Please set down, word for word, each line from the one containing "instance of chrome" through the final line of the records below, both included, and nothing else.

━━━━━━━━

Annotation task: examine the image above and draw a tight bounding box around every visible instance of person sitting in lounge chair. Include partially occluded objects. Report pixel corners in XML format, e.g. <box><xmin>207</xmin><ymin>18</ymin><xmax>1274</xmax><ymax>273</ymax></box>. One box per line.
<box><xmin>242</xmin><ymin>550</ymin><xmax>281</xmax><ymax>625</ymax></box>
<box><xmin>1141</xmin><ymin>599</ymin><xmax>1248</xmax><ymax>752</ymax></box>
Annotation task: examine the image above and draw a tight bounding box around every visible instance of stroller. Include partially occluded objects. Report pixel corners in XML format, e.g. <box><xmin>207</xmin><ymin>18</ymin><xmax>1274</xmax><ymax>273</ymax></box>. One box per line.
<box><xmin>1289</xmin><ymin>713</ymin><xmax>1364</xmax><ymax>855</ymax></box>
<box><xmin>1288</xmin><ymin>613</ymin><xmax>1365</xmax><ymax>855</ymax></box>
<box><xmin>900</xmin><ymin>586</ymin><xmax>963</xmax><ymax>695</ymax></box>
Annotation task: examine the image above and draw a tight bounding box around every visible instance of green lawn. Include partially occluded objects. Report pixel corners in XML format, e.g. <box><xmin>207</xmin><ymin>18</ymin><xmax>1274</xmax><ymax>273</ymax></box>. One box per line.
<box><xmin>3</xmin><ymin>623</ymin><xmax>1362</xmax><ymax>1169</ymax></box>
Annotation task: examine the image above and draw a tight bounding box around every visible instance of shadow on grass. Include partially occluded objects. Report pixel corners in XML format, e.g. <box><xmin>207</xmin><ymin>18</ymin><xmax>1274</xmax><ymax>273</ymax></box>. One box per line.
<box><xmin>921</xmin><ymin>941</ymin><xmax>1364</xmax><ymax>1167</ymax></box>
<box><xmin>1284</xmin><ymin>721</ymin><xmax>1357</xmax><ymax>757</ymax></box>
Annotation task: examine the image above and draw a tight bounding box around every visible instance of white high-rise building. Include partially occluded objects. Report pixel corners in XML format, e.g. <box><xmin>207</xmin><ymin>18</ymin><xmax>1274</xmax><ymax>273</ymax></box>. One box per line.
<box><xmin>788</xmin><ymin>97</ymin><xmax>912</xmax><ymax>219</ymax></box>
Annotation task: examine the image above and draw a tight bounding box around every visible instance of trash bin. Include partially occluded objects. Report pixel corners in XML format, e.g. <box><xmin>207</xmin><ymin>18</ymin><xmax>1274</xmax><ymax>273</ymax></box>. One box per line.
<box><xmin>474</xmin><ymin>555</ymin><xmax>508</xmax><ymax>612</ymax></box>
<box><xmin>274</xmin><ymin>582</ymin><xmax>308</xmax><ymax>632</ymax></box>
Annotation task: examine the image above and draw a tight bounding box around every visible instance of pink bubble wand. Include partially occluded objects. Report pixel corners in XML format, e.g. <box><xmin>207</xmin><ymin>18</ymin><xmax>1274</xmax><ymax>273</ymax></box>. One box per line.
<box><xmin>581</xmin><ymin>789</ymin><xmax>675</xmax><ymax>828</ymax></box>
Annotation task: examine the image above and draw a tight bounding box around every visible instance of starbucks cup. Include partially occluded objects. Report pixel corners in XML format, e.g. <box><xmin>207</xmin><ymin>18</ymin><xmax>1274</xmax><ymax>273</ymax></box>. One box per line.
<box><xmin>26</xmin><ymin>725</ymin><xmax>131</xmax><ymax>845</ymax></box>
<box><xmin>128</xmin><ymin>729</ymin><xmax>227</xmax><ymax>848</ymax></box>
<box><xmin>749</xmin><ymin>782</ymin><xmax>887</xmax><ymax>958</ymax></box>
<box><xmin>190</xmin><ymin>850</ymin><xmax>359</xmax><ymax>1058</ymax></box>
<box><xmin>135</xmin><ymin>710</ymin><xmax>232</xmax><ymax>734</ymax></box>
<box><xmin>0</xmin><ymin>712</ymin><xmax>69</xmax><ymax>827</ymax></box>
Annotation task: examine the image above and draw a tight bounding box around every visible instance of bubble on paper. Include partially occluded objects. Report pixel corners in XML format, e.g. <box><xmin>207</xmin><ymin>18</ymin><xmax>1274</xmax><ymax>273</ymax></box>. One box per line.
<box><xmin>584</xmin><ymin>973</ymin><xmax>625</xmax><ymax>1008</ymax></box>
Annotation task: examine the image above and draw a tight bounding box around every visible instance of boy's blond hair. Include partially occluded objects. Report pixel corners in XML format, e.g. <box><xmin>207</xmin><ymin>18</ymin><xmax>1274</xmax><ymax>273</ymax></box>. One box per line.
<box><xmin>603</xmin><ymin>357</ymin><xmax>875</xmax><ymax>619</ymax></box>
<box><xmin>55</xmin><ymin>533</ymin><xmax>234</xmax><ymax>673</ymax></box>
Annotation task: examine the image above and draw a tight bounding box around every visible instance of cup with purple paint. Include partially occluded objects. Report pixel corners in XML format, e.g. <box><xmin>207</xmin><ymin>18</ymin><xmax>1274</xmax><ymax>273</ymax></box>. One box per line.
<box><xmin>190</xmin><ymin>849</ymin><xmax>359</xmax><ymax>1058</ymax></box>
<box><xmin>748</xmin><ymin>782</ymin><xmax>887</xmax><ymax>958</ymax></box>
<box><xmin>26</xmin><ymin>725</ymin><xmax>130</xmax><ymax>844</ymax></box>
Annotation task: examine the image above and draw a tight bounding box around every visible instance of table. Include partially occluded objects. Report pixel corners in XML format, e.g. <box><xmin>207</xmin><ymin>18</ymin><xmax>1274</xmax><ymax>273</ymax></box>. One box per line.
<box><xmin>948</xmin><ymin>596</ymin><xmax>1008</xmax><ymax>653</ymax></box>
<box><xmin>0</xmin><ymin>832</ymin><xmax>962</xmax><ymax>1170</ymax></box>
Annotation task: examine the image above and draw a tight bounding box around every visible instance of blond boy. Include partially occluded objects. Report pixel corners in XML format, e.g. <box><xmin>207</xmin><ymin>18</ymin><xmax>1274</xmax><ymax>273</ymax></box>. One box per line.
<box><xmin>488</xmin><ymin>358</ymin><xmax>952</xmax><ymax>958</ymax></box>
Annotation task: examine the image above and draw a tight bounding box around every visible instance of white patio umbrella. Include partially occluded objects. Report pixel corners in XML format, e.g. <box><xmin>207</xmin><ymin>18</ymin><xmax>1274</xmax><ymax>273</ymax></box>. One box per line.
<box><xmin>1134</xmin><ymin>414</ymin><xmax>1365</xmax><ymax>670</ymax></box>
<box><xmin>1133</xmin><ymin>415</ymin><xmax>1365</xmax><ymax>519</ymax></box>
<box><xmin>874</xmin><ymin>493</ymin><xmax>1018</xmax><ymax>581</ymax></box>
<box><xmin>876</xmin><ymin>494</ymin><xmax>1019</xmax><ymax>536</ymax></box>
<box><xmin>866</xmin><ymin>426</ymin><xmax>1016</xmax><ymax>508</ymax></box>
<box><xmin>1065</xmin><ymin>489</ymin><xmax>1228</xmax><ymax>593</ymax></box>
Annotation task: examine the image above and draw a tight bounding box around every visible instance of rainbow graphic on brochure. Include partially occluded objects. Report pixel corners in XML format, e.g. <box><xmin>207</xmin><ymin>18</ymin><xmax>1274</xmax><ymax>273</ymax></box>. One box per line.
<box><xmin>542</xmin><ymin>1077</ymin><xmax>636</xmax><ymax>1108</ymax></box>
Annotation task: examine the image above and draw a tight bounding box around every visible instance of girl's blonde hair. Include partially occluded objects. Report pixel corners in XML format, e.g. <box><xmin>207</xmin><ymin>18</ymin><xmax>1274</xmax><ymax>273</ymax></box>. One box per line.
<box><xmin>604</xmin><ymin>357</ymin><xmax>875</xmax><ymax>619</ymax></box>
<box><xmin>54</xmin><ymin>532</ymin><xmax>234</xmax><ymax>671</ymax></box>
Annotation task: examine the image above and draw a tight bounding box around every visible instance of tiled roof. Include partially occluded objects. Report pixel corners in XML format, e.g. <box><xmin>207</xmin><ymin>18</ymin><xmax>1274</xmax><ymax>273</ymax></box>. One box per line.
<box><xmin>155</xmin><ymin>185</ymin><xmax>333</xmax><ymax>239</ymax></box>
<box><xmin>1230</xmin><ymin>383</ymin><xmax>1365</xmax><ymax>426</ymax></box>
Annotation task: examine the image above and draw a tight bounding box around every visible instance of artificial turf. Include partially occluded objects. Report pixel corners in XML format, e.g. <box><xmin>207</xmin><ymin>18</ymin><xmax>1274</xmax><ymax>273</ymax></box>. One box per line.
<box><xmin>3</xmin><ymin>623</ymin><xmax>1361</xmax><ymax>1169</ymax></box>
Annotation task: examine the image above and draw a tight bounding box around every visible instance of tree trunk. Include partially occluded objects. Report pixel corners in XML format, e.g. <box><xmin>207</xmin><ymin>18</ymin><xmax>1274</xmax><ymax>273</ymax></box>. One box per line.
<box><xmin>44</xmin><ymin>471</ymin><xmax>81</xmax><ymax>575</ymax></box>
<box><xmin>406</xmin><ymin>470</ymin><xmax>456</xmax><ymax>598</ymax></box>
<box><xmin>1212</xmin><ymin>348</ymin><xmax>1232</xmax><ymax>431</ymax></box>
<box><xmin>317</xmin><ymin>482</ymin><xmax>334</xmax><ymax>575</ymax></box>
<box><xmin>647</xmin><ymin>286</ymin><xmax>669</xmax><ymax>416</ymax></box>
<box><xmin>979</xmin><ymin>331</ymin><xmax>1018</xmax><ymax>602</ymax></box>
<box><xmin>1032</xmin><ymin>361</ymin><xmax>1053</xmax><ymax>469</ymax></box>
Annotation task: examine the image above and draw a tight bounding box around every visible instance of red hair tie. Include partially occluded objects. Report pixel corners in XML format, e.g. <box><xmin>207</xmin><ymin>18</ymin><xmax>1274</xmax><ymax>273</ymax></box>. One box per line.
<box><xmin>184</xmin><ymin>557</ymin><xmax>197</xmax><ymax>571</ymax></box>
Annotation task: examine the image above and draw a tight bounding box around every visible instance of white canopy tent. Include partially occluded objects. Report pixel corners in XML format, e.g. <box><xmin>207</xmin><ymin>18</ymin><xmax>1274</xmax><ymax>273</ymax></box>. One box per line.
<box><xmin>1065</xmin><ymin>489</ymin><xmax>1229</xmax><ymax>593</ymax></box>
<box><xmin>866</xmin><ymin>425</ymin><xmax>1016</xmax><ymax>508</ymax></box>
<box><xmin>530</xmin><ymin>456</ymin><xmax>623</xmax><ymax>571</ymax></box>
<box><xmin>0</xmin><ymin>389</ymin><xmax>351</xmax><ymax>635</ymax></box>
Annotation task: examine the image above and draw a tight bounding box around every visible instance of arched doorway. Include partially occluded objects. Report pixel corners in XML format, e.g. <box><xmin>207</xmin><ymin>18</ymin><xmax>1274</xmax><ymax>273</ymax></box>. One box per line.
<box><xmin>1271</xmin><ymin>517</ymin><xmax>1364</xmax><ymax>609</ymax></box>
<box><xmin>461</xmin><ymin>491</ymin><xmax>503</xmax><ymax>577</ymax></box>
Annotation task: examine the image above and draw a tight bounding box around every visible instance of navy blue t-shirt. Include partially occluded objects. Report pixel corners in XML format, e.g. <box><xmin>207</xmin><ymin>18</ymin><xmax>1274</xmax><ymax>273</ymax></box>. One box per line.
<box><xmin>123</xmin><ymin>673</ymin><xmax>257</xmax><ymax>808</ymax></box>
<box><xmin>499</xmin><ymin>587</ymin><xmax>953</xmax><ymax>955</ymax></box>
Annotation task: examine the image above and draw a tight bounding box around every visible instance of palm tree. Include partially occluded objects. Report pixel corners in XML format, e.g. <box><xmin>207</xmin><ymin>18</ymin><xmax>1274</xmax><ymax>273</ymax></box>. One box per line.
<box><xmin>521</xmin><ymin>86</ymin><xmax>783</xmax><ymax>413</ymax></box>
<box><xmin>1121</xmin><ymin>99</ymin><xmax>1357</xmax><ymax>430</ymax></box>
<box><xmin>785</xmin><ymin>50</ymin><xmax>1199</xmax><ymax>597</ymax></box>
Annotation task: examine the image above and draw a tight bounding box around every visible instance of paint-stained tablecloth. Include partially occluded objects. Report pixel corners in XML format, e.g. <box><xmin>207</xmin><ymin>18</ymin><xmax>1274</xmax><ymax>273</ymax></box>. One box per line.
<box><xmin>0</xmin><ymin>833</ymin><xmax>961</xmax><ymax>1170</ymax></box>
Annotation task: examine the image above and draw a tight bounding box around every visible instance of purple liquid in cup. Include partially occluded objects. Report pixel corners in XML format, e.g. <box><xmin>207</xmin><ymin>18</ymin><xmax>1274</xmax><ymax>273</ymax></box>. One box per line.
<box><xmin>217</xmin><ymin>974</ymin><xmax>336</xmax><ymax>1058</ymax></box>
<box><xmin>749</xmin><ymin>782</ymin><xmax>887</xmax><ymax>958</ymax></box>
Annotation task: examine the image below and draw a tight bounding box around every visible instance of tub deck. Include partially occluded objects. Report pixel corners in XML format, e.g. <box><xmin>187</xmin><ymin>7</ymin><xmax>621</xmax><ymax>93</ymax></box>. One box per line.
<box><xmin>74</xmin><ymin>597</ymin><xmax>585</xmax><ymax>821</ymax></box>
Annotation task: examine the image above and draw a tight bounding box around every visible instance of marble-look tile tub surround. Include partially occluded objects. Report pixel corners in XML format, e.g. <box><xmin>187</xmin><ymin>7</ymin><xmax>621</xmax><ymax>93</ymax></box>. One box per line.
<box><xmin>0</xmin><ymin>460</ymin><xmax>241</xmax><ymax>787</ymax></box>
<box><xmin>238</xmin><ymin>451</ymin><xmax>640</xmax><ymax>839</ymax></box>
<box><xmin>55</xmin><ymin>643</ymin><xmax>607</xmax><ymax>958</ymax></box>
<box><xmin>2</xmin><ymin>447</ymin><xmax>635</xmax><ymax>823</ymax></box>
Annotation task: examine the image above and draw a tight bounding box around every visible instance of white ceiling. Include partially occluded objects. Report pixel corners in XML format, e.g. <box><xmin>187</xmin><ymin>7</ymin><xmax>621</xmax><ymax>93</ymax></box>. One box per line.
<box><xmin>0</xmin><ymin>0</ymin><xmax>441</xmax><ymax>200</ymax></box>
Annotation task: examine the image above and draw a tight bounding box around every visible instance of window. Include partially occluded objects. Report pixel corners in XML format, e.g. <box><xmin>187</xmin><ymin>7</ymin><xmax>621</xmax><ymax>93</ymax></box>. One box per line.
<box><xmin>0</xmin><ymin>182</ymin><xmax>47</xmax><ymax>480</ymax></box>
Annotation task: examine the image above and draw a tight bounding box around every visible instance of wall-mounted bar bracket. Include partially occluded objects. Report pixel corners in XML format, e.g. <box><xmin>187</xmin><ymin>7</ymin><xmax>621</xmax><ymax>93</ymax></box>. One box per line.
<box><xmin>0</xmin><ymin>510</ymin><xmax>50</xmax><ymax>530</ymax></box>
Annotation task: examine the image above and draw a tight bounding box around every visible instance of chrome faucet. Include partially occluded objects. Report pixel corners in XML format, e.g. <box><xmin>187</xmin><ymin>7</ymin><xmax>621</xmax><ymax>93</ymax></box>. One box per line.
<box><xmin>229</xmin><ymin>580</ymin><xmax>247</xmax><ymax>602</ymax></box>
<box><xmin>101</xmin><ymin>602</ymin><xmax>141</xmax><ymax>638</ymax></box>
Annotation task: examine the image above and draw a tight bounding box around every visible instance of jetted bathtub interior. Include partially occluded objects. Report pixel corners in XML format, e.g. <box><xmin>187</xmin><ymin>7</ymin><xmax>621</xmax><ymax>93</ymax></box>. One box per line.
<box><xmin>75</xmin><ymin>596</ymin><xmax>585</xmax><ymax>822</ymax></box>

━━━━━━━━

=== Output below ===
Annotation task: examine the image above and draw a tight bounding box around every visible instance of chrome faucet. Include partially occluded objects. Report pixel corners in XML format, e.g. <box><xmin>187</xmin><ymin>7</ymin><xmax>621</xmax><ymax>93</ymax></box>. One box per line.
<box><xmin>229</xmin><ymin>580</ymin><xmax>247</xmax><ymax>602</ymax></box>
<box><xmin>101</xmin><ymin>602</ymin><xmax>141</xmax><ymax>638</ymax></box>
Annotation task: examine the image above and draw a tight bounding box around every visible instance of jetted bathtub interior. Include partially occluded objects. Report pixel corners in XML format, e.g. <box><xmin>187</xmin><ymin>7</ymin><xmax>621</xmax><ymax>93</ymax></box>. One box per line.
<box><xmin>75</xmin><ymin>596</ymin><xmax>585</xmax><ymax>822</ymax></box>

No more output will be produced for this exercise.